How Revealing…

Hooray! It’s May Foodie Pen Pals reveal day!

This month brought a seriously healthy and delicious collection of goodies from Alison. Alison, I seem to have lost your website, so if you read this, let me know what it is and I’ll link ya up! :)

What a spread, right? Holy cow! So much yummy for my (shrinking) tummy :)

These nuts are maybe the best things I’ve ever put in my mouth (insert dirty joke here). But seriously, they’re so good! And I just discovered a bunch of other flavor and nut combos at my local grocery–yay!

I feel like a traitor to the healthy blogging community by saying this, but this was my first experience with Justin’s nut butters. Gotta say, they live up to their rep. I may have sucked the last few drops of nut butter from both packs. Sorry, I’m not sorry :)

▶ Data entries:
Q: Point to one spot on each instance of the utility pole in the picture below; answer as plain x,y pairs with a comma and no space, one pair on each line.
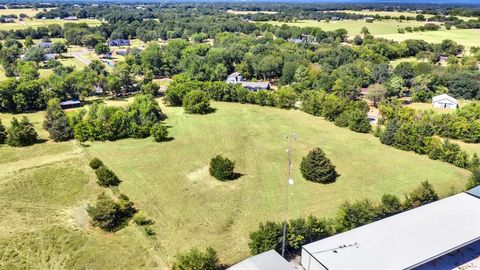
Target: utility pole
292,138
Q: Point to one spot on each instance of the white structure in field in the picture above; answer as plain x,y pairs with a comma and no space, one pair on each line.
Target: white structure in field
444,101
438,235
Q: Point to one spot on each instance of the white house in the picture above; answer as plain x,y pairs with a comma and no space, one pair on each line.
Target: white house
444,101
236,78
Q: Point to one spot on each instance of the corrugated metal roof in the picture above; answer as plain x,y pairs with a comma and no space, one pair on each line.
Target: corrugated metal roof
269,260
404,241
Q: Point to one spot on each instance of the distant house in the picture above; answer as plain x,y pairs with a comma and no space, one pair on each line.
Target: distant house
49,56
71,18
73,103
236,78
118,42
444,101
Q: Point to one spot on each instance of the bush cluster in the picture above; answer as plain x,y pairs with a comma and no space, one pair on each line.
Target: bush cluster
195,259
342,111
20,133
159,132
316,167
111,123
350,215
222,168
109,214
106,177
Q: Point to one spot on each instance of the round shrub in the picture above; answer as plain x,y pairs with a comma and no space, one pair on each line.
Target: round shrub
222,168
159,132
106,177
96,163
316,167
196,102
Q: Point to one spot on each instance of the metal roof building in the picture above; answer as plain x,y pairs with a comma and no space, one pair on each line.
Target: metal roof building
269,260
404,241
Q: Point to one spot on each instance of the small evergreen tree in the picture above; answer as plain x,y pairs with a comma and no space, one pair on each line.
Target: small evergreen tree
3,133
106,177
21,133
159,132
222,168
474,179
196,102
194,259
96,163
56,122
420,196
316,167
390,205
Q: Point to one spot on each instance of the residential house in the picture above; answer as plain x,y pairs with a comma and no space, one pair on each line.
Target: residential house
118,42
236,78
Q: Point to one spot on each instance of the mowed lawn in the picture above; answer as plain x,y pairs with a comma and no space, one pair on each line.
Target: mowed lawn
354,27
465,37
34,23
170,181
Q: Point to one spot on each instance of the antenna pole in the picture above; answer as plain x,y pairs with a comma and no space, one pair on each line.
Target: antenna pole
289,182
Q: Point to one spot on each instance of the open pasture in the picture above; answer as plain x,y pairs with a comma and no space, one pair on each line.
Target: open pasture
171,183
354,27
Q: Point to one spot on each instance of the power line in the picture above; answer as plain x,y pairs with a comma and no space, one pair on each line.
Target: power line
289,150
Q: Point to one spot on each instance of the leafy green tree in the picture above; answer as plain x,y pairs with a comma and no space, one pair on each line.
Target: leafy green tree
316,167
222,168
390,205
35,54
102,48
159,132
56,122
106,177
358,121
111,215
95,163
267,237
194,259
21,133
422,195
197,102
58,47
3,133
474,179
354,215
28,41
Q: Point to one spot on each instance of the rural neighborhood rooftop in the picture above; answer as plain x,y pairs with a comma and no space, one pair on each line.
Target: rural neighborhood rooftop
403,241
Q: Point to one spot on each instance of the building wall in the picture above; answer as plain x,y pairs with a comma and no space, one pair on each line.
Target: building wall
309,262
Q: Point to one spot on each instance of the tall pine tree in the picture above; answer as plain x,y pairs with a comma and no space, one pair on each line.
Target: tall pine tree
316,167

▶ Work instructions:
A - Quote every sentence in the Foodie Pen Pals post that is followed by the smiley ":)".
B - Resume the Foodie Pen Pals post after its final sentence.

▶ Exercise results:
A -
- "Alison, I seem to have lost your website, so if you read this, let me know what it is and I’ll link ya up!"
- "So much yummy for my (shrinking) tummy"
- "Sorry, I’m not sorry"

B -
I’m a big fan of bars. Especially since most of them taste like desert. These aren’t bad!


I saw honey sticks like this while on vacay in Texas and, against my better judgment, didn’t buy them. Thanks to Alison, I got to enjoy them in my green tea, drizzled on a pb sammich, and…maybe…straight from the tube? Sometimes I get too excited by Foodie Pen Pals.


So my new favorite thing! Dried fruit can be cardboardy, salty, and just plain bad. But this, with a bit of cinnamon and a great crunch (and great nutrition stats) is truly phenomenal. I must find this in a store around here!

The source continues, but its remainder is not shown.